**EXERCISE:**
Transcribe the lines below exactly, beginning with the line that holds "Mark the region of each instance of the white" and ending with the final line, both included. Pictures are to be left out.

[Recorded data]
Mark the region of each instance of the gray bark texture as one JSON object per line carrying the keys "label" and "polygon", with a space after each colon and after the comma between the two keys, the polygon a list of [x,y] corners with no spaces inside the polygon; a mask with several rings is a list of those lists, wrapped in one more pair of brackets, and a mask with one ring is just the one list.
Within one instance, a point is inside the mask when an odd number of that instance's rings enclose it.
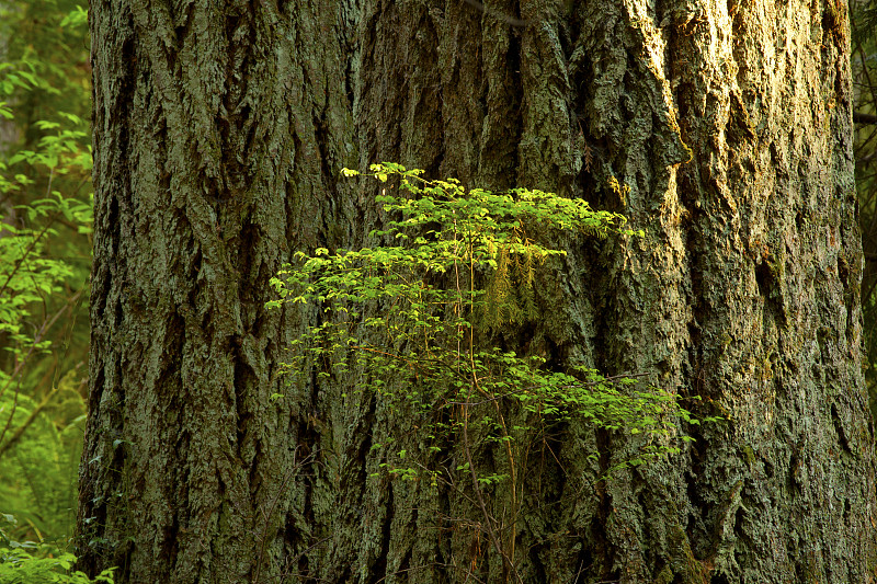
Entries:
{"label": "gray bark texture", "polygon": [[[845,2],[92,0],[90,19],[81,568],[875,581]],[[649,374],[727,421],[606,481],[631,437],[577,422],[546,437],[524,486],[486,489],[514,570],[468,483],[381,476],[391,450],[423,448],[417,420],[353,375],[287,387],[284,347],[318,313],[263,308],[295,250],[367,241],[374,185],[339,172],[376,161],[626,214],[646,237],[558,242],[544,318],[502,342]]]}

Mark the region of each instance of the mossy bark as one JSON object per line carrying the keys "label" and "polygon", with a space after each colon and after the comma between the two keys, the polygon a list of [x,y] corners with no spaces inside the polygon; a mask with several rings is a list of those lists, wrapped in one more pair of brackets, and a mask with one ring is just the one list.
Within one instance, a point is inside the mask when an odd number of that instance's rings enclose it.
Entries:
{"label": "mossy bark", "polygon": [[478,7],[92,3],[81,565],[511,581],[465,484],[372,477],[388,437],[422,445],[415,420],[353,377],[276,375],[318,314],[265,311],[267,278],[293,250],[365,241],[371,186],[339,171],[386,160],[625,213],[646,237],[558,242],[545,317],[502,342],[647,373],[727,419],[596,486],[636,440],[573,423],[546,442],[533,489],[489,493],[500,519],[516,502],[523,582],[873,580],[845,4]]}

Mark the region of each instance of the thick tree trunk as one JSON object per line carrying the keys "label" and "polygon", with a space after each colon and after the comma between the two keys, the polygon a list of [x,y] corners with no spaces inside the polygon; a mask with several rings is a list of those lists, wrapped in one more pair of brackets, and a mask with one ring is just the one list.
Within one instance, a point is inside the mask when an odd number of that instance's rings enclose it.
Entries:
{"label": "thick tree trunk", "polygon": [[490,493],[523,582],[875,577],[843,2],[95,0],[91,19],[83,566],[512,581],[465,484],[373,477],[388,437],[420,444],[410,419],[352,378],[276,375],[316,314],[266,312],[267,278],[362,243],[368,186],[339,170],[387,160],[628,215],[646,237],[566,242],[550,310],[514,337],[727,417],[596,489],[637,443],[553,437],[524,496]]}

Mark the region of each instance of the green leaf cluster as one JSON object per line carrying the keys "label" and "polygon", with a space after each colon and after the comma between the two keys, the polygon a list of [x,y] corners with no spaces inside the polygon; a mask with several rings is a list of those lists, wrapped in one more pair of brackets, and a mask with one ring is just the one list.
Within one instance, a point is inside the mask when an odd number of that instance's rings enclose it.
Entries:
{"label": "green leaf cluster", "polygon": [[[271,280],[278,299],[269,306],[319,310],[319,323],[293,343],[293,382],[306,382],[310,370],[326,380],[354,371],[389,408],[432,415],[425,427],[433,438],[458,435],[462,416],[479,428],[483,444],[526,439],[540,432],[537,426],[577,417],[650,437],[629,463],[674,450],[677,420],[697,422],[674,394],[583,367],[551,370],[542,356],[489,341],[500,325],[539,317],[537,274],[557,270],[551,262],[565,254],[547,241],[563,232],[605,238],[641,231],[618,214],[540,191],[465,190],[391,163],[374,164],[367,175],[398,191],[384,188],[375,198],[386,221],[371,234],[387,243],[298,252]],[[508,427],[502,408],[509,404],[533,423]],[[411,478],[398,462],[387,467]]]}

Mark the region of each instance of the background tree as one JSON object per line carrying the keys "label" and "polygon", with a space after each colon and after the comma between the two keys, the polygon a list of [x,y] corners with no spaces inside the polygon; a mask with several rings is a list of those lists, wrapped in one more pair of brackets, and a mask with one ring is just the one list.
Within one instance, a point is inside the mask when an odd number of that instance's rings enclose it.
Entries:
{"label": "background tree", "polygon": [[[0,3],[0,546],[65,547],[87,398],[84,4]],[[57,551],[57,550],[55,550]]]}
{"label": "background tree", "polygon": [[865,321],[865,380],[872,413],[877,412],[877,4],[854,2],[853,91],[855,112],[853,150],[856,159],[856,191],[861,210],[865,271],[862,276],[862,307]]}
{"label": "background tree", "polygon": [[636,439],[546,438],[515,516],[523,581],[873,579],[845,3],[479,7],[92,2],[82,565],[501,580],[483,524],[436,525],[465,497],[369,477],[387,437],[417,443],[410,419],[355,377],[276,376],[318,313],[266,312],[267,278],[366,241],[371,187],[339,172],[394,160],[623,210],[646,237],[559,241],[565,276],[535,286],[550,310],[494,342],[648,373],[728,419],[605,482]]}

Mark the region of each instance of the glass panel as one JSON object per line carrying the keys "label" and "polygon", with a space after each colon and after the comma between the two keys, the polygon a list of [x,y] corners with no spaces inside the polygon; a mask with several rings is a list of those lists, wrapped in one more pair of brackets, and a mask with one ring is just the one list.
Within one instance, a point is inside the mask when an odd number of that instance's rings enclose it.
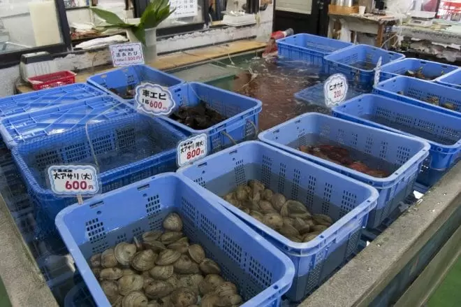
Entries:
{"label": "glass panel", "polygon": [[0,54],[63,43],[59,20],[54,1],[0,0]]}

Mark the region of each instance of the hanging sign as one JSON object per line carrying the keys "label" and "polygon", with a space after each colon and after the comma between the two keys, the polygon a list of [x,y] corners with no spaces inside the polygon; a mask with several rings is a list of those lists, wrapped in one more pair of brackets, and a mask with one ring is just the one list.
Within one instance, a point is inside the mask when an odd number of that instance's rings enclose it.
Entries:
{"label": "hanging sign", "polygon": [[346,76],[342,73],[330,76],[323,86],[325,104],[328,107],[339,105],[346,99],[349,85]]}
{"label": "hanging sign", "polygon": [[175,106],[168,89],[152,83],[142,83],[136,87],[135,101],[138,112],[154,116],[168,115]]}
{"label": "hanging sign", "polygon": [[142,45],[140,43],[110,45],[109,48],[114,67],[144,64]]}
{"label": "hanging sign", "polygon": [[202,134],[180,141],[177,148],[178,166],[184,166],[206,157],[208,150],[207,138],[206,134]]}
{"label": "hanging sign", "polygon": [[51,190],[57,195],[75,197],[99,192],[98,171],[92,165],[53,165],[48,168],[48,179]]}
{"label": "hanging sign", "polygon": [[377,85],[379,83],[379,75],[381,74],[381,65],[383,62],[383,57],[379,57],[378,62],[376,63],[376,66],[374,69],[374,85]]}

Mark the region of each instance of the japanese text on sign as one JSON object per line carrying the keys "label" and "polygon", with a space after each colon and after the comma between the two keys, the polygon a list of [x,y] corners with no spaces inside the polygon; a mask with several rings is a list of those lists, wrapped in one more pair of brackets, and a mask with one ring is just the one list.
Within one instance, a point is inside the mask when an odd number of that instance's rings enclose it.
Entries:
{"label": "japanese text on sign", "polygon": [[325,94],[325,104],[328,106],[339,105],[346,99],[349,85],[344,75],[336,73],[330,76],[323,87]]}
{"label": "japanese text on sign", "polygon": [[177,145],[177,165],[181,167],[207,155],[207,135],[205,134],[182,141]]}
{"label": "japanese text on sign", "polygon": [[374,69],[374,85],[377,85],[379,83],[379,75],[381,74],[381,65],[383,62],[383,57],[379,57],[378,62],[376,63],[376,66]]}
{"label": "japanese text on sign", "polygon": [[142,45],[140,43],[111,45],[110,47],[114,66],[144,64]]}
{"label": "japanese text on sign", "polygon": [[197,0],[170,0],[170,6],[172,8],[176,8],[176,10],[169,17],[170,18],[182,18],[198,15]]}
{"label": "japanese text on sign", "polygon": [[135,100],[138,112],[154,116],[168,115],[175,106],[170,91],[156,84],[137,86]]}
{"label": "japanese text on sign", "polygon": [[48,168],[48,178],[57,194],[75,196],[99,192],[98,172],[91,165],[54,165]]}

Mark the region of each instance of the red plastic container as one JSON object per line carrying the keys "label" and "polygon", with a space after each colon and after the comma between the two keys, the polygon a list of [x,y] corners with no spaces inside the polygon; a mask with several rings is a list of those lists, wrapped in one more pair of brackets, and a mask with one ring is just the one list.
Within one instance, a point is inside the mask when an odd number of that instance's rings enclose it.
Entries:
{"label": "red plastic container", "polygon": [[75,73],[71,71],[58,71],[46,75],[36,76],[27,80],[35,90],[57,87],[75,83]]}

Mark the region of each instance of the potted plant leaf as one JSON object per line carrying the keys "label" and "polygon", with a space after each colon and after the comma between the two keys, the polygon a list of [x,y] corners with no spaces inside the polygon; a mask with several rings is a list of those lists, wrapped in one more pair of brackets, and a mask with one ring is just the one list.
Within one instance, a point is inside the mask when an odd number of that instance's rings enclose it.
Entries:
{"label": "potted plant leaf", "polygon": [[142,44],[146,62],[154,61],[157,56],[156,27],[168,17],[176,9],[171,9],[168,0],[152,0],[137,23],[126,23],[115,13],[98,8],[92,10],[107,24],[100,26],[103,30],[122,29],[126,30],[131,42]]}

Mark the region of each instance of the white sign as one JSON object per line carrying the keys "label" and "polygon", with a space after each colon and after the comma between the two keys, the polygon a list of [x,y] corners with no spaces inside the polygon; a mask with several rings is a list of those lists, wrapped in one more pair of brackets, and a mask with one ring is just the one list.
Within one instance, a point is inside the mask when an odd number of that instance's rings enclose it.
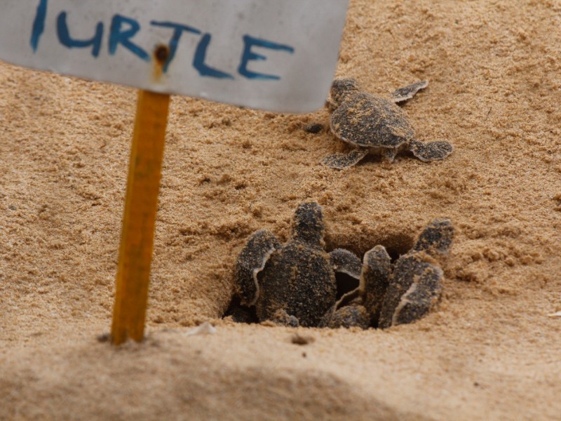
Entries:
{"label": "white sign", "polygon": [[348,0],[2,0],[0,59],[272,111],[323,105]]}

**SOLUTION:**
Mark the region of each instance of the white sign as one JSON object per line carrying the keys "label" and "polygon", with a space after each colon and after the comma between the two keys, the polygon a list of [x,y] corners with no spaces inside the polygon; a mask with several rings is a list of those lists, wrapped in one more pair of brackets, and a mask with one ring is just the one list.
Within one instance, a point is inside the mask when an odd number of that instance's rings enclose it.
Entries:
{"label": "white sign", "polygon": [[348,0],[2,0],[0,59],[272,111],[323,105]]}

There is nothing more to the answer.